• ASSIGNMENT: Where a line holds the word "below", copy it from the records.

• MATERIAL SHOWN:
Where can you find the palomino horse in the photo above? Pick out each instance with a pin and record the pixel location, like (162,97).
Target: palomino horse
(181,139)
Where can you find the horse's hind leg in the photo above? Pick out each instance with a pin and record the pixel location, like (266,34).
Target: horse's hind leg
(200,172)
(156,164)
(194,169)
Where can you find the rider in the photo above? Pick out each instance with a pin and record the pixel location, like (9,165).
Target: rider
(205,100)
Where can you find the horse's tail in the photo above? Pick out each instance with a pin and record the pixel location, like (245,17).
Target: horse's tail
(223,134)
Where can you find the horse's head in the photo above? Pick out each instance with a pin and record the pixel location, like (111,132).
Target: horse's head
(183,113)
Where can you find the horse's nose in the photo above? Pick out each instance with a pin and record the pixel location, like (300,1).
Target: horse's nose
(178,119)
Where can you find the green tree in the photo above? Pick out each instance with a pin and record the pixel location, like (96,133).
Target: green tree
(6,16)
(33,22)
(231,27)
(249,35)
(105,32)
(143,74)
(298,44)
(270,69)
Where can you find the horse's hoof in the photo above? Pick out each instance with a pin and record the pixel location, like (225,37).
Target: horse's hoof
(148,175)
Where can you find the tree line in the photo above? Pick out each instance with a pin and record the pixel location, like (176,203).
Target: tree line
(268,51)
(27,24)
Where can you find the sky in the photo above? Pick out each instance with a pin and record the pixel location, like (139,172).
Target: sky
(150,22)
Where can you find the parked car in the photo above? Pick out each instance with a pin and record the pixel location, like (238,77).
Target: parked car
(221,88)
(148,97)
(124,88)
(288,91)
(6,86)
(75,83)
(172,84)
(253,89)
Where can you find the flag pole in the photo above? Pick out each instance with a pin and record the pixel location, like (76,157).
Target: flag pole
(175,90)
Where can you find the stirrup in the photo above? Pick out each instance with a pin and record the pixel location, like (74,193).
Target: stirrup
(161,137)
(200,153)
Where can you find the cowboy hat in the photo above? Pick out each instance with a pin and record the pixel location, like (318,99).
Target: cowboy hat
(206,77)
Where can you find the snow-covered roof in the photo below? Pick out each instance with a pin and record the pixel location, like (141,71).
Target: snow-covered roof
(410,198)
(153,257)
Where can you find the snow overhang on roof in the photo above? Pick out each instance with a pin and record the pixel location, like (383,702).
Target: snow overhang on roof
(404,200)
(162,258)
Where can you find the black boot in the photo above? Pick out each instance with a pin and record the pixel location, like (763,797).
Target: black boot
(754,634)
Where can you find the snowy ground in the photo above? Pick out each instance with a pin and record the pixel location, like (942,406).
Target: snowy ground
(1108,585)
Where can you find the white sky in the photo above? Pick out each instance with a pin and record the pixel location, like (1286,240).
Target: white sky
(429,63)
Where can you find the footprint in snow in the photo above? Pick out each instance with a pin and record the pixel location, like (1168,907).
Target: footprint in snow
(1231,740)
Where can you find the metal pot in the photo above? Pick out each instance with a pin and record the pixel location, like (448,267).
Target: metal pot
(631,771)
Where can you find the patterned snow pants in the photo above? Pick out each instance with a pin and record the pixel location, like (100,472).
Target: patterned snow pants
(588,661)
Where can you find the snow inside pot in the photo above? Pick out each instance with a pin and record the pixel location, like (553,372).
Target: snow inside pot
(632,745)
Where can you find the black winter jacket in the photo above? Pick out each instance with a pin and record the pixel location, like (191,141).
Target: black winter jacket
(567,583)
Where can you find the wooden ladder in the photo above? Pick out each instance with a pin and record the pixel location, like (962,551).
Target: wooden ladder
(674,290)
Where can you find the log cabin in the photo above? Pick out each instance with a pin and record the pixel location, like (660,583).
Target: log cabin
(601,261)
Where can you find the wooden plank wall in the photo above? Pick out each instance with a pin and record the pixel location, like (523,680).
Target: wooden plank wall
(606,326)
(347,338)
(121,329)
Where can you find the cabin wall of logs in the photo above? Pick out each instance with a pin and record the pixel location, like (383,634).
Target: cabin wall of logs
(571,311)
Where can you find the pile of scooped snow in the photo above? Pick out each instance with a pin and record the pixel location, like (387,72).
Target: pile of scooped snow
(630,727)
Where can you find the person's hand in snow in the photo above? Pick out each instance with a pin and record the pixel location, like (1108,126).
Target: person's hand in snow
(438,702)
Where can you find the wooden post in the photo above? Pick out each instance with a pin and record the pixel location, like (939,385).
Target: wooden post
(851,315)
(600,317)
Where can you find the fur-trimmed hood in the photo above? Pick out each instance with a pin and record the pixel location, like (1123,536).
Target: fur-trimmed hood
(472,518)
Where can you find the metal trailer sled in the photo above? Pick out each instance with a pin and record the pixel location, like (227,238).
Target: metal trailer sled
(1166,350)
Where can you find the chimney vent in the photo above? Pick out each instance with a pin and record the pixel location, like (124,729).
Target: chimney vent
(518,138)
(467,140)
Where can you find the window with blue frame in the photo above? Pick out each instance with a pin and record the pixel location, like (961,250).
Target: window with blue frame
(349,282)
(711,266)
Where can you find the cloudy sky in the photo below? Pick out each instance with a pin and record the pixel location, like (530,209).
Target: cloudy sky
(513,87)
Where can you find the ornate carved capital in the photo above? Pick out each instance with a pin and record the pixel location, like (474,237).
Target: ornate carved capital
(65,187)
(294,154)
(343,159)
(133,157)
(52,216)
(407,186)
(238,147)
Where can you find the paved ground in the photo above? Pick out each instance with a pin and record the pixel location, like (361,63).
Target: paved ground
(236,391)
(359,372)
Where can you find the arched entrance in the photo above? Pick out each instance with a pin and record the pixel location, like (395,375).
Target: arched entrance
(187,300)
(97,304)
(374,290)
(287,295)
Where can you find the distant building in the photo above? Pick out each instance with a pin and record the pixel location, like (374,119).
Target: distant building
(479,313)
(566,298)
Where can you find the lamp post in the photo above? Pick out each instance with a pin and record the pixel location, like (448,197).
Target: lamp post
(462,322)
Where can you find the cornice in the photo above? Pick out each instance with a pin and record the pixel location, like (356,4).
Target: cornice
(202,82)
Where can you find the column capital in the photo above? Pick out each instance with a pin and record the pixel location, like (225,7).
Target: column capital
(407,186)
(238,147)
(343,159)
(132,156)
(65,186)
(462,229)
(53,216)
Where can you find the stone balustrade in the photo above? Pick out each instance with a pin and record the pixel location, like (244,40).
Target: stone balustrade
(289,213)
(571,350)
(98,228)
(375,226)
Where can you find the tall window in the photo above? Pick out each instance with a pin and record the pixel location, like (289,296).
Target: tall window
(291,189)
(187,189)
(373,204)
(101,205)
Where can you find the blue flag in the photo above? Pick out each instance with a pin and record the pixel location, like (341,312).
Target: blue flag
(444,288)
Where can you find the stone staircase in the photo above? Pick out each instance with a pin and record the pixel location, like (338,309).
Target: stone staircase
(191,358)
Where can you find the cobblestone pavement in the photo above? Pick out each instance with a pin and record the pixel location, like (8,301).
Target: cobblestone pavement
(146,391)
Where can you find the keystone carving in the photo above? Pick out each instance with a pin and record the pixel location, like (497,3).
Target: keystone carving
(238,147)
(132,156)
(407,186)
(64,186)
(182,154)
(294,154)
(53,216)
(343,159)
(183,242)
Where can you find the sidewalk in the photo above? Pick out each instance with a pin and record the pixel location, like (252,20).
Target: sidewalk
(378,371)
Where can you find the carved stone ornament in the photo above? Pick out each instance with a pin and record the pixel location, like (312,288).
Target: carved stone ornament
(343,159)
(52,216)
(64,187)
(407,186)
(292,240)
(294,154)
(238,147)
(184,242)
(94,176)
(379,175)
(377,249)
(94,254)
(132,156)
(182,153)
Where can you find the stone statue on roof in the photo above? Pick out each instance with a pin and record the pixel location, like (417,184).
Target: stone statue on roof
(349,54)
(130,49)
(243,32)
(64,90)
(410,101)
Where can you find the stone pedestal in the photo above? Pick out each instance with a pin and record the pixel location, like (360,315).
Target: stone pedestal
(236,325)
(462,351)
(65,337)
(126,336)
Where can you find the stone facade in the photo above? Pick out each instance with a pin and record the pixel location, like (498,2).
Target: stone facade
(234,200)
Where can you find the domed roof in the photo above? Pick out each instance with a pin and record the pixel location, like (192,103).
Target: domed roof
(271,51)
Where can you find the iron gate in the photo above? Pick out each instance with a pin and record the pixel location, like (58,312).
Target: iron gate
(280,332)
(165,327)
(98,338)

• RESULT:
Where can you find the snow-covered roof in the photo below? Pick out each instance with a pin and record the pixel location, like (141,71).
Where can you find the cloudy sky in the photo below? Pick out each instance with a pin and record the pixel location, like (530,209).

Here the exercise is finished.